▶ _Set problem_
In full and without alteration, repeat the material.

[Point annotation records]
::::::::

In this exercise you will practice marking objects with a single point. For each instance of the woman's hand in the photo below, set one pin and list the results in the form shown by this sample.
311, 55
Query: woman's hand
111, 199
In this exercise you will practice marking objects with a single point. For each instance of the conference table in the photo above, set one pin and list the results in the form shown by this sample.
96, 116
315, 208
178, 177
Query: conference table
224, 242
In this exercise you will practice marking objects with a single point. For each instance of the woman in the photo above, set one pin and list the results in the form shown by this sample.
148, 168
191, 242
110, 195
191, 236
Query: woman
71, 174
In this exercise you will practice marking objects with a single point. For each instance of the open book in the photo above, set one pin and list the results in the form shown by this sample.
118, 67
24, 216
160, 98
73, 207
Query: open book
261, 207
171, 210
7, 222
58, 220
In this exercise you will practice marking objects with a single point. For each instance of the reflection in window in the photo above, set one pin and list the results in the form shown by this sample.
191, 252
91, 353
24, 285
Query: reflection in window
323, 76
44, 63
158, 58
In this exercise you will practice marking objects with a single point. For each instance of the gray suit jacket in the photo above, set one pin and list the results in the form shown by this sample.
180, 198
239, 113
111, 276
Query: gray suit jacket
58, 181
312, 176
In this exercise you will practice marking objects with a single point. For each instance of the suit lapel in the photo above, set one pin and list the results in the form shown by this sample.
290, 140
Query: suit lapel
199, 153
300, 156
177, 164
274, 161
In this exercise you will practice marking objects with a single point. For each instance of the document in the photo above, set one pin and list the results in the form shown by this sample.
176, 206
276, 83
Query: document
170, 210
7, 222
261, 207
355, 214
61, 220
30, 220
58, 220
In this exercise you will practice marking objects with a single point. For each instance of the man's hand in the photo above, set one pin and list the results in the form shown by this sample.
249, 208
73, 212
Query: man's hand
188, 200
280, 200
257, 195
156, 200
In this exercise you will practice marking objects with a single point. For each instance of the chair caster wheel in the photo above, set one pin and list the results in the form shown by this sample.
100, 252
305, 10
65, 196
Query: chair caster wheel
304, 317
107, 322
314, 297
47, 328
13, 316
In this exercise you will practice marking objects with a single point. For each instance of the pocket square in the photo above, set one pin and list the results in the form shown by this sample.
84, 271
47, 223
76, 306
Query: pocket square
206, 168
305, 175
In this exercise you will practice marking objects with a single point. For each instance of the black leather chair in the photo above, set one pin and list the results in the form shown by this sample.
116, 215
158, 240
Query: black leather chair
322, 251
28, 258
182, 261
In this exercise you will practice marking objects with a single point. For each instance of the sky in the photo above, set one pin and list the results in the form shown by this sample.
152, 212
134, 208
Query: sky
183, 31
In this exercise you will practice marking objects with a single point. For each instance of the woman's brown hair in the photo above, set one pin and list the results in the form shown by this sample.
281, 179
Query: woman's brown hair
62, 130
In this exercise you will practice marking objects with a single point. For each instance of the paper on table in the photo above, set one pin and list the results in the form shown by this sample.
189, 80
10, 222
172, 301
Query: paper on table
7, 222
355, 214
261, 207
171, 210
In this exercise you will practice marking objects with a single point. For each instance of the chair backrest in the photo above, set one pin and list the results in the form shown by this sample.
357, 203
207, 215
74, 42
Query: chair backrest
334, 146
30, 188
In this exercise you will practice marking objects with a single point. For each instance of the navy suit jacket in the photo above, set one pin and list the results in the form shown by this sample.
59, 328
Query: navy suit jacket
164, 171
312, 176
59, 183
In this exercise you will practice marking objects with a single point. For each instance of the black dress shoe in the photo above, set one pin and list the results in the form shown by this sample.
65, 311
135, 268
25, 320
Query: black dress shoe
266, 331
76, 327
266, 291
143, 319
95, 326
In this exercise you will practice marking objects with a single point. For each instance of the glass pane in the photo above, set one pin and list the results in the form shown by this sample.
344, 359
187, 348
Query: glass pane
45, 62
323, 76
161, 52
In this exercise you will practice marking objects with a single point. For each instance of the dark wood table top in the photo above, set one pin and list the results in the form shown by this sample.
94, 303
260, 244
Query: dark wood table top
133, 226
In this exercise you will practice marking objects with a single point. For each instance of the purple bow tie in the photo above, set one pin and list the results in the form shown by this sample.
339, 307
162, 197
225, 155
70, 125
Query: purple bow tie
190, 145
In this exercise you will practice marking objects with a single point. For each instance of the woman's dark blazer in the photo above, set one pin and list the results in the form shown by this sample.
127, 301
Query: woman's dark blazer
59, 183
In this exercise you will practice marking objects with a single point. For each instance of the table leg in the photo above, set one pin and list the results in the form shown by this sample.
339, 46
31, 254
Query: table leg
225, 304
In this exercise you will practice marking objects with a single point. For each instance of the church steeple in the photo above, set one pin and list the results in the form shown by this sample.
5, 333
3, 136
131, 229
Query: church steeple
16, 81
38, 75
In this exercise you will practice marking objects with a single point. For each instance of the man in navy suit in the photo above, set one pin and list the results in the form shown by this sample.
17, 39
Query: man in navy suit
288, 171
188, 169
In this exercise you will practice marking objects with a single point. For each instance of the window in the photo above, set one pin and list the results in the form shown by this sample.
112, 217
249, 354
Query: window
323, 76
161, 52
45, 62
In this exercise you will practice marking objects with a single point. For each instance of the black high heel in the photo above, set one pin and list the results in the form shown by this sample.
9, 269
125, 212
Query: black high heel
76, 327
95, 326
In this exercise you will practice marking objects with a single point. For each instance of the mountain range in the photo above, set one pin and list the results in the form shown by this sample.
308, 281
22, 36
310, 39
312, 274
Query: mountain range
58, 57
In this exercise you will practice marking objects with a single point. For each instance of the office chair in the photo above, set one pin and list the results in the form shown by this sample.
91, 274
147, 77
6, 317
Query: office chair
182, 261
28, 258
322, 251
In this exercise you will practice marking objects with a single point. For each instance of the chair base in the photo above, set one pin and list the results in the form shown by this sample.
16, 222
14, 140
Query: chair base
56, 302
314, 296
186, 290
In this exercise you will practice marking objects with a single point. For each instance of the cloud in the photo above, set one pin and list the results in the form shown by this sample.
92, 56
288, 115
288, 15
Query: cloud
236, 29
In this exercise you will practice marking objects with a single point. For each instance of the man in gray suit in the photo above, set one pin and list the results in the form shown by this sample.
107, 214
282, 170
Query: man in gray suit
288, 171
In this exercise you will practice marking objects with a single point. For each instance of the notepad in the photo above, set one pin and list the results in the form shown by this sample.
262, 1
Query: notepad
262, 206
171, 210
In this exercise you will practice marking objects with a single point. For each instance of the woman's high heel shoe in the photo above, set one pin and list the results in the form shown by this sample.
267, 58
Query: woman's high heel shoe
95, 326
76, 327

::::::::

▶ _Exercise output_
In this exercise you will practice marking objects with a single point. For each instance of the woman's hand in the photo below, set one pin and list the results in the form shown by this sample.
311, 55
Query: woman's hand
111, 199
In this exercise you will practice marking objects with a single point. For each instance of the conference table in the photo above, set one pin and list the results in the form shown by this sample.
96, 116
315, 208
178, 177
Query: conference table
224, 242
In this exercise you will practice marking objects with a single point. For each instance of the woman in the photo above, set one pin and list the results in the form shown by this sample.
148, 168
191, 242
110, 195
191, 236
Query: woman
71, 174
In this exercise you will practice marking objects with a single point. For each instance of the open book in the photo above, set one pin and list the results in the form shown by this sample.
118, 67
24, 216
160, 98
73, 207
Query: open book
261, 207
171, 210
7, 222
58, 220
In this exercise you will practice marking objects with a single point. For each instance of the reflection in window in the photo above, set one pin and list the results in the form shown by this sample.
191, 252
91, 353
24, 285
Query: reflection in window
323, 76
44, 63
158, 58
In this exercise you will practice marking objects with a single point. For each instance of the gray suit jacket in the photo above, set one pin and list the results in the form shown by this sample.
180, 198
239, 113
111, 276
Query: gray suit jacket
58, 181
312, 176
In this exercise you will practice marking objects with a single point. For each instance of the suit lapel in the photo above, set one pin and list the results in the form shown by this sample.
290, 140
Query: suit lapel
199, 153
300, 156
177, 164
274, 161
In this exercise you will practice marking objects with a single point. For each instance of the document in the photo above, set one pin and list the results in the form shown by this sample.
176, 206
276, 83
Query: document
170, 210
7, 222
261, 207
355, 214
61, 220
30, 220
58, 220
In this exercise you will practice marking objects with a single point. For each instance of the man's hand in the photo above, set one pin and list the results in the form shown by this sample.
249, 208
73, 212
Query: man's hand
188, 200
280, 200
257, 195
156, 200
In this exercise you will practice marking objects with a single point. For each instance of the chair caster wheel in the photo above, set one pin and list the results in the form shown by this sample.
100, 252
305, 10
65, 196
Query: chair caster wheel
304, 317
107, 322
314, 297
47, 328
13, 316
In this exercise you will practice marking objects with a single point. For each instance of the pocket square in the photo above, set one pin and list the results in the form shown by this sample.
84, 271
47, 223
76, 306
Query: pocket square
206, 168
305, 175
In this exercise you will practice marking objects with a single point. For each instance of the black leather chair in the photo above, set one pin and list the results in the form shown by this sample.
116, 215
158, 240
Query: black leather chair
322, 251
28, 258
182, 261
In this exercise you will practice marking objects with a single point. For each instance of the sky in the photo above, set one pin and list the results in the form shown by this sample.
152, 212
134, 208
Query: sky
183, 31
In this exercise you will practice marking objects with a single point. For each instance of the woman's brown hair in the photo above, set one pin and list the results in the form shown by this sample.
281, 179
Query: woman's brown hair
62, 130
In this exercise you will practice marking objects with a single point. For each instance of the paper on table in the photo above, set one pin and list the results in the form shown by this sample.
189, 80
10, 222
172, 301
Query: paper on table
7, 222
355, 214
261, 207
171, 210
In this exercise you will practice marking objects with a single point. For each instance of the chair backrest in the photo above, set one pin and list the results in the form shown by this sample.
357, 203
207, 215
74, 42
Query: chair backrest
334, 146
30, 188
In this exercise you will practice marking objects with a single point. For each instance of the navy suit jacket in the photo above, set one pin and list the results in the form shown by this sample.
59, 328
Query: navy suit jacket
164, 171
312, 176
59, 183
In this exercise you will practice marking objects with a single point. For each instance of the black dress shoe in the photo above, set one pin and list the results in the form shown by this sample.
65, 311
135, 268
25, 320
Query: black dress shoe
266, 331
76, 327
266, 291
143, 319
95, 326
In this exercise you will practice marking objects with a single point. For each instance of the glass pane in the photo above, set one pin and list the results in the form shown by this sample.
344, 359
187, 348
Query: glass pane
45, 62
323, 76
161, 52
In this exercise you will practice marking objects with a single point. For each instance of the dark wood table top in the photo above, set one pin and list the results in the form shown by this sample.
94, 303
260, 244
Query: dark wood table top
133, 226
In this exercise you will practice marking objects with a single point. For each instance of the purple bow tie in the photo above, set one pin and list the results in the form shown by this sample.
339, 307
162, 197
225, 155
70, 125
Query: purple bow tie
190, 145
In this exercise you will practice marking objects with a single point. For each instance of the woman's dark blazer in the photo above, set one pin and list the results in the form shown by this sample.
127, 301
Query: woman's dark blazer
59, 183
In this exercise you will practice marking objects with a single point. For each instance of the table leg in the photo above, set one pin and list the results in the form shown by this sample.
339, 46
31, 254
Query: table leg
225, 304
In this exercise you will practice marking objects with a single point. For each instance of the church steeple in the photo above, set one pin and list the results in the form shown by this sample.
5, 333
3, 136
131, 229
Query: church steeple
16, 81
38, 75
In this exercise you will practice marking objects with a single point. For each instance of the man in navy suit in the photo above, set one pin and list the results in the form shown by this sample.
17, 39
Query: man in navy suit
288, 171
188, 169
In this exercise you will practice marking objects with a single point. For each instance of the window in the photo above, set one pin and list the results in the form shown by this sample.
112, 217
249, 354
Query: window
323, 76
161, 52
45, 62
In this exercise you will practice marking objects with a single point. For each instance of the black high heel in the photo above, set one pin and list the results in the form shown by this sample.
9, 269
125, 212
Query: black high heel
76, 327
95, 326
In this exercise you will practice marking objects with a single point. For each instance of the mountain range in the photo above, set one pin and list the results in the form shown by this sample.
308, 281
22, 36
310, 39
312, 274
Query: mountain range
58, 57
In this exercise you will practice marking objects with a single point. For each instance of the office chair in the photo above, set one pin and list the results in the form shown by this sample.
91, 274
147, 77
6, 317
Query: office chair
182, 261
28, 258
322, 251
In this exercise you will practice marking objects with a single point. For each instance of the chair base in the photo above, set one pin and list the results in the form shown by this sample.
16, 222
14, 140
Query: chair base
56, 302
314, 296
186, 290
In this exercise you will practice marking objects with a single point. For each instance of the cloud in the photo above, set one pin and list the results in the form shown by this sample.
92, 56
288, 115
288, 15
Query: cloud
236, 29
In this exercise you will practice marking objects with a single point. For each instance of the man in gray suit in the photo above, set one pin and list the results in the form shown by this sample.
107, 214
282, 170
Query: man in gray suit
288, 171
In this exercise you will practice marking objects with a single point. For each instance of the notepad in the photo above, set one pin and list the results in the form shown by this sample.
262, 1
Query: notepad
262, 206
171, 210
In this exercise you will practice marking objects with a single point. For each instance of the woman's high heel shoe in the photo above, set one pin and list the results in the form shown by this sample.
267, 58
Query: woman's high heel shoe
95, 326
76, 327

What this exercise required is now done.